- _TEXT UNDER STUDY_:

== Segment start ==

Exemptions exist for automobiles legally registered with their state's department of motor vehicles. During periods of extreme fire danger, land managers may prevent the use of all motorized equipment, even if a properly functioning spark arrester is installed. Spark arrester inspections are performed by trained agency law enforcement or fire prevention personnel. They may occur on an individual basis, or as part of an inspection checkpoint during busy recreation weekends. Operators caught using unqualified or modified devices could be cited. Penalties for violating spark arrester laws depend on the issuing agency. If it is determined a noncompliant vehicle was responsible for starting a fire, the operator could be held liable in civil or even criminal court.

Certification testing of spark arresters is performed by the USDA Forest Service Technology and Development Center in San Dimas, CA. The technical requirements are outlined in Forest Service Specification FS5100-1. All spark arresters meeting the requirements of 36 CFR 261.52 must be certified and listed in the USDA Forest Service Spark Arrester Guide. This guide is a comprehensive directory of all qualified products available in the United States, and is published biannually. The Spark Arrester Guide is used by field inspectors and consumers to verify product certification status. Manufacturers pursuing spark arrester qualification in the United States should consult the USDA Forest Service's "Manufacturer's Submission Procedure" for both general purpose and small engine spark arresters.

== Segment end ==

- _EXTRACTED INFORMATION_:
== Segment start ==

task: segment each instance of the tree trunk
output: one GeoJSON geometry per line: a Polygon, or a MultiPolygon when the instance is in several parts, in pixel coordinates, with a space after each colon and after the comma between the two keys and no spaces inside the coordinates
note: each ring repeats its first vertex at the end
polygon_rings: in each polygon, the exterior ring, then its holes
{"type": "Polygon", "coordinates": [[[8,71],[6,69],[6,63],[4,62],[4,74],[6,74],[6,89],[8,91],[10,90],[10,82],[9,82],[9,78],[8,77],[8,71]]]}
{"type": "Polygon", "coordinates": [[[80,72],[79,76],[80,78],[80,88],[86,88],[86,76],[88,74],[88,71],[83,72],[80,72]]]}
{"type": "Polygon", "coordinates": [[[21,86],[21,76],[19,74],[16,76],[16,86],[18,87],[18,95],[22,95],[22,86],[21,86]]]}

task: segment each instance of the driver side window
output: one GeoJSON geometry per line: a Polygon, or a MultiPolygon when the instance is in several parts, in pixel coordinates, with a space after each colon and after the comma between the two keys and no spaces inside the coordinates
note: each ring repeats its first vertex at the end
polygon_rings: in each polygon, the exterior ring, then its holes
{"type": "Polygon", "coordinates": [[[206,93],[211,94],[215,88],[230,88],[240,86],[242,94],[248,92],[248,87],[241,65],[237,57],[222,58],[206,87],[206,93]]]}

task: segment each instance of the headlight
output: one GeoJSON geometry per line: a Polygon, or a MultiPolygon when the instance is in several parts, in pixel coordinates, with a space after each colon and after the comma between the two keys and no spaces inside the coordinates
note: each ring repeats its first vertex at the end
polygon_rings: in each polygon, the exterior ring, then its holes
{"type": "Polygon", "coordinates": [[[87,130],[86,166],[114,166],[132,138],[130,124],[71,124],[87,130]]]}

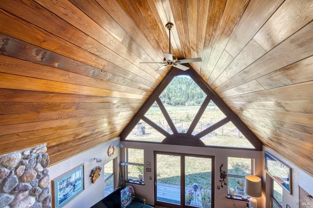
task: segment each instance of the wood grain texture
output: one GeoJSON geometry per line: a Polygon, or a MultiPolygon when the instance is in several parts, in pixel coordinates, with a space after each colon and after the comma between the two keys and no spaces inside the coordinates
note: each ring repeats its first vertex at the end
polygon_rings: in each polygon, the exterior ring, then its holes
{"type": "Polygon", "coordinates": [[[46,142],[53,164],[124,138],[181,73],[139,63],[162,61],[171,22],[171,52],[201,58],[185,65],[213,101],[256,145],[313,174],[312,3],[0,1],[0,152],[46,142]]]}

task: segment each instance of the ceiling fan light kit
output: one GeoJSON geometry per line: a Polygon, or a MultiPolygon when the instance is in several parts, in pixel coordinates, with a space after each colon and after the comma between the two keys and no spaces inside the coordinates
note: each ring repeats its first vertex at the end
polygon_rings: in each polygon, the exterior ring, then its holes
{"type": "Polygon", "coordinates": [[[165,25],[165,28],[169,31],[169,53],[163,53],[164,58],[163,60],[163,62],[140,62],[141,63],[164,63],[164,65],[161,66],[156,71],[163,69],[167,66],[173,66],[179,69],[186,71],[189,69],[189,67],[181,64],[181,63],[190,63],[192,62],[201,62],[202,59],[201,57],[194,58],[188,59],[182,59],[178,60],[177,58],[171,54],[171,30],[174,27],[174,24],[171,22],[168,22],[165,25]]]}

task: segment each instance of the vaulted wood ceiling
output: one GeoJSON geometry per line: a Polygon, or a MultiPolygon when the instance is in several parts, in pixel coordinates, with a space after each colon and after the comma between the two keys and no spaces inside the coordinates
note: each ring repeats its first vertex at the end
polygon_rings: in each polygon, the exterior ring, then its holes
{"type": "Polygon", "coordinates": [[[0,1],[0,152],[53,164],[118,136],[171,70],[191,66],[264,145],[313,174],[313,1],[0,1]]]}

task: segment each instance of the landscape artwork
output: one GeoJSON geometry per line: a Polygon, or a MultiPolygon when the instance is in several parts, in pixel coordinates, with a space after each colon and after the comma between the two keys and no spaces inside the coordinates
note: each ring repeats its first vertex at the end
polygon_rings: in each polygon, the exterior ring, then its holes
{"type": "Polygon", "coordinates": [[[83,190],[84,164],[52,180],[54,207],[63,207],[83,190]]]}
{"type": "Polygon", "coordinates": [[[291,194],[291,168],[267,152],[265,157],[265,171],[291,194]]]}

== Segment end ==

- _WHAT YOU NEED TO DO_:
a. Summarize the spark arrester passage in two sentences.
b. Reproduce verbatim the stretch of the spark arrester passage from "Exemptions exist for" through "even criminal court.".

- _TASK RESULTS_:
a. Spark arrester rules exempt registered automobiles, but land managers may ban all motorized equipment in extreme fire danger, and trained personnel run inspections that can lead to citations, agency-dependent penalties, or civil or criminal liability if a noncompliant vehicle starts a fire. Certification testing is done by the USDA Forest Service Technology and Development Center in San Dimas, CA, under Specification FS5100-1, and certified products are listed in the biannual Spark Arrester Guide that inspectors and consumers use to verify status.

b.
Exemptions exist for automobiles legally registered with their state's department of motor vehicles. During periods of extreme fire danger, land managers may prevent the use of all motorized equipment, even if a properly functioning spark arrester is installed. Spark arrester inspections are performed by trained agency law enforcement or fire prevention personnel. They may occur on an individual basis, or as part of an inspection checkpoint during busy recreation weekends. Operators caught using unqualified or modified devices could be cited. Penalties for violating spark arrester laws depend on the issuing agency. If it is determined a noncompliant vehicle was responsible for starting a fire, the operator could be held liable in civil or even criminal court.